Work instructions: Line filter on the word "fence": copy each matching line from the entries.

Data to examine:
++++
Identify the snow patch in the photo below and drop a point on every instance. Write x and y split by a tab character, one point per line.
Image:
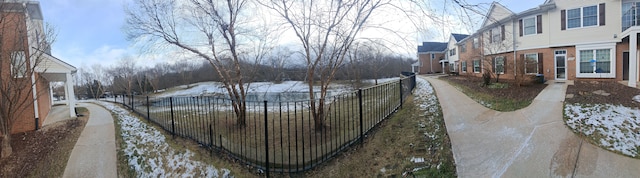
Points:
149	154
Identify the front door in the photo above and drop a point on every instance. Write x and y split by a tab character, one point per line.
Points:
560	64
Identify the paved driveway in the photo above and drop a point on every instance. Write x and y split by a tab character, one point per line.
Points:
531	142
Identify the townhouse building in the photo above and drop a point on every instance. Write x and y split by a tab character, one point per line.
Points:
559	39
27	66
453	52
430	58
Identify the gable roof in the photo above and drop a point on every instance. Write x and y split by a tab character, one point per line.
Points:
494	13
432	47
459	37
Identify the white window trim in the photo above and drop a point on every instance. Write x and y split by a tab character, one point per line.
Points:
463	66
537	62
499	39
582	17
612	54
475	43
535	25
495	64
479	66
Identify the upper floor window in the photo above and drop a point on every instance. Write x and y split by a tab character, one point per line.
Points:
583	17
476	66
573	18
629	14
496	35
476	43
464	66
590	16
529	25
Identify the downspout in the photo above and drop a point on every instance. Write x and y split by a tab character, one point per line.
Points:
513	33
431	62
32	67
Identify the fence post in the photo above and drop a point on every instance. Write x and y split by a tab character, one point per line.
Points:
148	105
401	98
173	125
211	139
361	115
266	139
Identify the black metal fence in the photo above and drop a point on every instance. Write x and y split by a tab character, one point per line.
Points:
275	136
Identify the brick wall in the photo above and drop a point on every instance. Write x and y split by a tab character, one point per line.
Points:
427	63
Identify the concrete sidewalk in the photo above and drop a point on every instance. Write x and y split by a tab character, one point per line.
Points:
531	142
94	155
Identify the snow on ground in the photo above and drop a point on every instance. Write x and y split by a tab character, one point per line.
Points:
149	154
426	98
259	87
614	127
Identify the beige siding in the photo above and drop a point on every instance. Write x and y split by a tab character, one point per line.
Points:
533	41
585	35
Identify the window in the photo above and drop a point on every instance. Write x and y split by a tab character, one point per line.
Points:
499	64
590	16
476	43
476	66
531	63
582	17
18	64
529	25
596	61
464	66
573	18
496	35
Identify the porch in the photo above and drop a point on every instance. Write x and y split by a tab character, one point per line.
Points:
56	70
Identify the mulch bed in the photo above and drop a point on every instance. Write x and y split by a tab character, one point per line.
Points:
583	93
525	92
30	148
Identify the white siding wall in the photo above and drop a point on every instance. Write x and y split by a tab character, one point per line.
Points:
535	40
505	45
585	35
452	45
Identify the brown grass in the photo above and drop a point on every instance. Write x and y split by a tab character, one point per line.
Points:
44	153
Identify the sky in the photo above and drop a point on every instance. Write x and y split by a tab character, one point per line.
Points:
89	32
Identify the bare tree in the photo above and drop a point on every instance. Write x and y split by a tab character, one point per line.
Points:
216	31
22	50
326	30
123	75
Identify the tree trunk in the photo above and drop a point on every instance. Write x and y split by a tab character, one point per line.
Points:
240	110
6	146
318	116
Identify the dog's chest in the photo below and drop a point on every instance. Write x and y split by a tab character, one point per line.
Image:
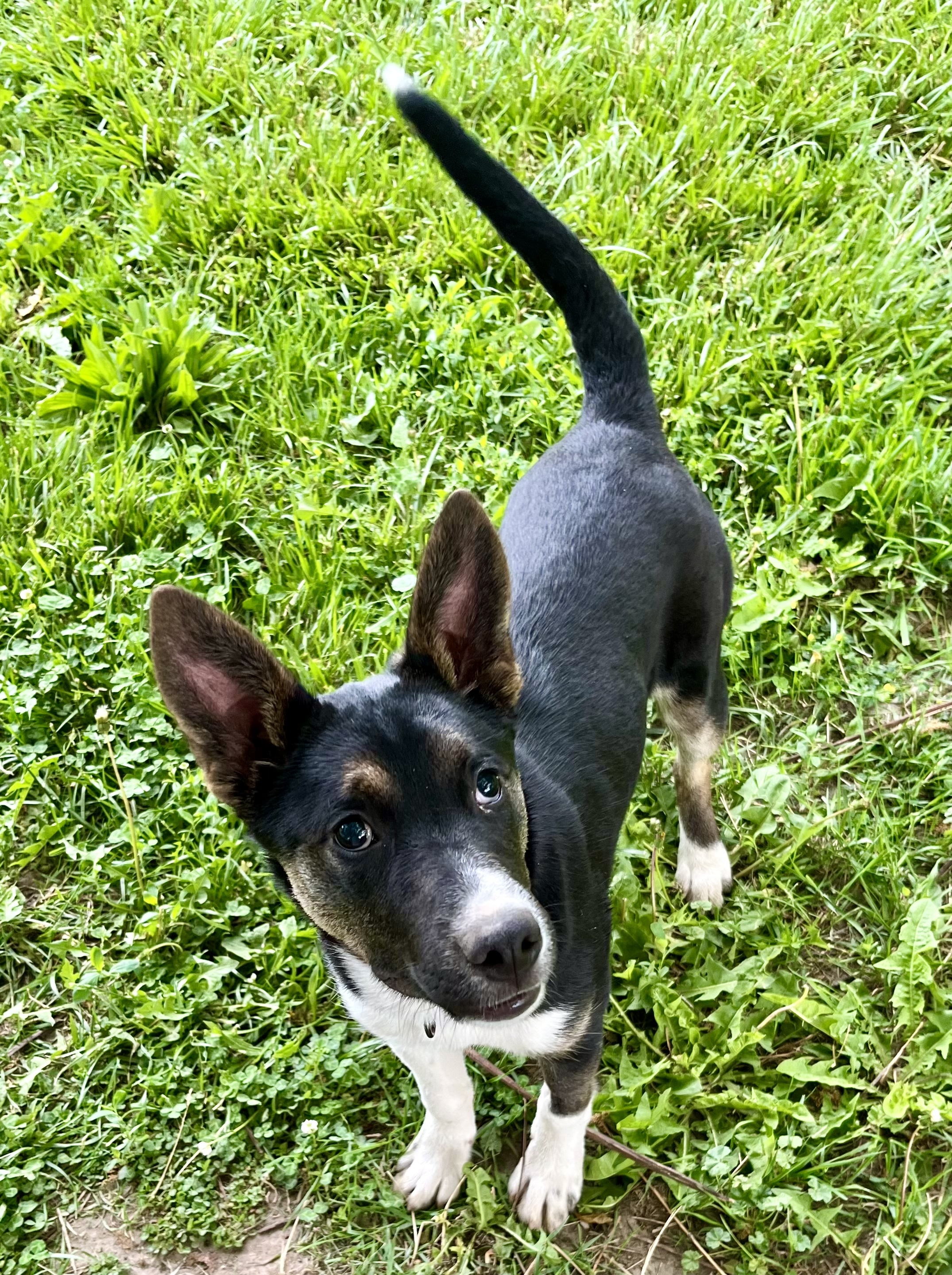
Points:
397	1018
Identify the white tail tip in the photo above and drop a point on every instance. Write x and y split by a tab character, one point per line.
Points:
395	80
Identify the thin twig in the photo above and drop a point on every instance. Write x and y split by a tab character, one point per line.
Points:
881	1079
288	1242
102	719
878	728
681	1226
936	1246
175	1148
783	1009
905	1178
602	1139
639	1036
67	1245
655	1242
800	444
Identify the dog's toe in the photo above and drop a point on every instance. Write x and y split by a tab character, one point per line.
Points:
545	1196
704	873
431	1170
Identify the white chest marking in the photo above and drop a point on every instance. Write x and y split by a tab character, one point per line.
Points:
395	1018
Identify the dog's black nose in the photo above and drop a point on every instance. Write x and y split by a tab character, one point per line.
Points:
507	949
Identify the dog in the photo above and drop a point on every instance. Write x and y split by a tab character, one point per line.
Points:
450	824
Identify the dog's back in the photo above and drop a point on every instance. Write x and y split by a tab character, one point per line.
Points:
621	577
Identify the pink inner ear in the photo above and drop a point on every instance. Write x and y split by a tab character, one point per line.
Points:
221	695
458	610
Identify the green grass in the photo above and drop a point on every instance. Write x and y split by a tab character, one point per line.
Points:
298	340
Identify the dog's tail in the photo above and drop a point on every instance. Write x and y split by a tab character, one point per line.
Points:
606	337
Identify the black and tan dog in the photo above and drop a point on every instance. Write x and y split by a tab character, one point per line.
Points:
450	824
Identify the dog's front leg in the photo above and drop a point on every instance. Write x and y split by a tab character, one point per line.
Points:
547	1182
431	1170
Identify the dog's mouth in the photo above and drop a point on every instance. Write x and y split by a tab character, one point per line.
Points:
510	1008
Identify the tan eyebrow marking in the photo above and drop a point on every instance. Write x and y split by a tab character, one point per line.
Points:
370	778
449	749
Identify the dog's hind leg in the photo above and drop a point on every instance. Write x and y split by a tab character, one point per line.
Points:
431	1170
697	723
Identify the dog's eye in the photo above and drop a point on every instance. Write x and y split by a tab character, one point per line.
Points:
353	834
488	787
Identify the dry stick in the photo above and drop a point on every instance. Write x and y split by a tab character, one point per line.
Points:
175	1148
639	1036
884	1075
681	1226
921	1246
800	444
905	1178
102	721
882	728
602	1139
783	1009
288	1242
655	1242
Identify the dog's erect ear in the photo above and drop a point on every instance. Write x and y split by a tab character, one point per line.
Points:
239	708
459	616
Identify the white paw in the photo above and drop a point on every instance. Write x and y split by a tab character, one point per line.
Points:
547	1182
431	1170
704	871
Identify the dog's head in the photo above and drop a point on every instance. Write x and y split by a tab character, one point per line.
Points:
392	809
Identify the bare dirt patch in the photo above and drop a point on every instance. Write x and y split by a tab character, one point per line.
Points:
104	1233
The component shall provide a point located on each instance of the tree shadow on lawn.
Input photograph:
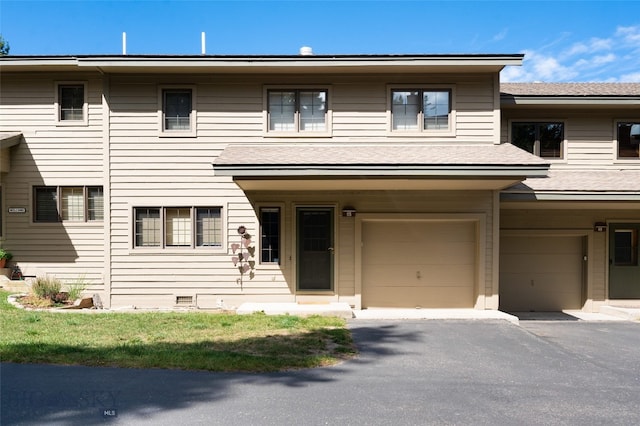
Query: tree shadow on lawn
(41, 393)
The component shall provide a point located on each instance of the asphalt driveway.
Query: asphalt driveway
(408, 372)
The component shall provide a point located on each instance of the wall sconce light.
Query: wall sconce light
(348, 212)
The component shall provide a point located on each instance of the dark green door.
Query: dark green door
(624, 265)
(315, 248)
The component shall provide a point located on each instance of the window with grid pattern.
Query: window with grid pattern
(173, 227)
(95, 203)
(72, 203)
(543, 139)
(297, 110)
(178, 226)
(176, 109)
(208, 227)
(628, 140)
(68, 204)
(270, 235)
(148, 227)
(71, 100)
(421, 110)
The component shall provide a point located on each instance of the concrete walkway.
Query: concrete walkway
(343, 310)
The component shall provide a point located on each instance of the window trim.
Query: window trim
(1, 213)
(192, 131)
(616, 147)
(57, 104)
(281, 211)
(563, 148)
(58, 194)
(166, 248)
(297, 133)
(420, 131)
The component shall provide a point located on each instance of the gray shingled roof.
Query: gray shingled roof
(571, 89)
(289, 154)
(582, 181)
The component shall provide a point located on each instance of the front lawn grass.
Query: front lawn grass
(187, 340)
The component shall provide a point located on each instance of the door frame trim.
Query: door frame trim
(334, 207)
(479, 219)
(608, 254)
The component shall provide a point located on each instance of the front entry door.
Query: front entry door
(624, 261)
(315, 248)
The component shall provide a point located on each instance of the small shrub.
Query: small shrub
(60, 297)
(46, 287)
(77, 287)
++++
Exercise solution:
Identify the fence post in the photo above and drop a point on every instance. Write x and y split by a tab character, one point per line.
Identify the black metal fence in the photo above and drop a point on every instance. Write x and y split by a tab character, one point per line.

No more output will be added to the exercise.